--- BEGIN Data for the task ---

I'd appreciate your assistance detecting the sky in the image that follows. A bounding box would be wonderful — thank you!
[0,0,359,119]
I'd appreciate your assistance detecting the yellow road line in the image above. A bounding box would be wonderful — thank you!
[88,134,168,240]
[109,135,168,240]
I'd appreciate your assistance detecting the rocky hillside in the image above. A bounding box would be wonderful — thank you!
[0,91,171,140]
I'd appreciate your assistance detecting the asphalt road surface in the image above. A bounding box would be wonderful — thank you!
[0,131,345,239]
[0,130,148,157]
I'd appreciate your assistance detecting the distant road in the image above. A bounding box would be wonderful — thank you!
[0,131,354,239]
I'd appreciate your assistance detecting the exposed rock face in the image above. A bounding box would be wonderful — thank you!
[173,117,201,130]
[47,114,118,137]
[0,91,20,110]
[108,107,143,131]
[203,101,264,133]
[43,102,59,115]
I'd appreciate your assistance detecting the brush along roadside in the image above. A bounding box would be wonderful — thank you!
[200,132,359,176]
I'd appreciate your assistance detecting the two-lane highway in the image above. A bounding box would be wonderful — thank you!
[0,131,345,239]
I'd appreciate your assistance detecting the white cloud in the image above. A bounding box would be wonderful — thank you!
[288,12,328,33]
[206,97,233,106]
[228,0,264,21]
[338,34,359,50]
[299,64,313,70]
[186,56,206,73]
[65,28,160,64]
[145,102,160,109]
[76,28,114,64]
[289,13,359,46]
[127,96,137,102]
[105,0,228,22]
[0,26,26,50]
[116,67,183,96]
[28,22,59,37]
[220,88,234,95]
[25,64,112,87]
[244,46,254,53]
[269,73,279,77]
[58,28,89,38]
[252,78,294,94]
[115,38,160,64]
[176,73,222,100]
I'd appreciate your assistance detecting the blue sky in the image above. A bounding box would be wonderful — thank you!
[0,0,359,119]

--- END Data for the task ---

What you have to do
Repeat all of the data above, switching every "bounding box" to "rectangle" and leaving everything else as it is.

The reply
I'd appreciate your assistance detecting the sky in the image that follows. A rectangle would be wonderful — thank you!
[0,0,359,119]
I'd appreciate your assistance detecting the yellow road line in the image above. A rectangle would be wonderful — thank you!
[88,134,168,240]
[109,135,168,240]
I'd appreciate your assistance detecting the rocky hillside in the image above. A rectangle would be wonderful — thank you!
[0,91,171,140]
I'd appreciate your assistance detecting the asphalt road surface in the image above. A rectangle would be wonderful — thank you!
[0,131,345,239]
[0,130,148,157]
I'd appreciate your assistance detecting the distant road in the image above. A rectangle would be wonderful — thank you!
[0,131,354,239]
I'd appreciate your assistance detecting the exposed rock face in the image above. A rectangle would be wonderful — thank you!
[173,117,201,130]
[47,114,118,137]
[0,91,20,110]
[108,107,143,131]
[203,101,264,133]
[43,102,59,115]
I'd appreciate your assistance detecting the brush along roadside in the image above. A rectangle would be wonderful — thank you!
[200,132,359,176]
I'd appreciate your assistance detecting the two-lane highway in the image above. A rectangle would be wonderful — thank you!
[0,131,345,239]
I'd appreciate your assistance detecting the white cloud in the image above. A rectangle would be wonderful — thank you!
[288,12,328,33]
[206,97,233,106]
[228,0,264,21]
[338,34,359,50]
[299,64,313,70]
[186,56,206,73]
[65,28,160,64]
[145,102,160,109]
[76,28,114,64]
[289,13,359,46]
[127,96,137,102]
[105,0,228,22]
[0,26,26,50]
[116,67,183,96]
[28,22,59,37]
[220,88,234,95]
[25,64,112,87]
[244,46,254,53]
[269,73,279,77]
[58,28,89,38]
[252,78,294,94]
[115,38,160,64]
[176,73,222,100]
I'd appreciate your assistance detecting the blue sky in the image above. A rectangle would be wonderful — thank you!
[0,0,359,119]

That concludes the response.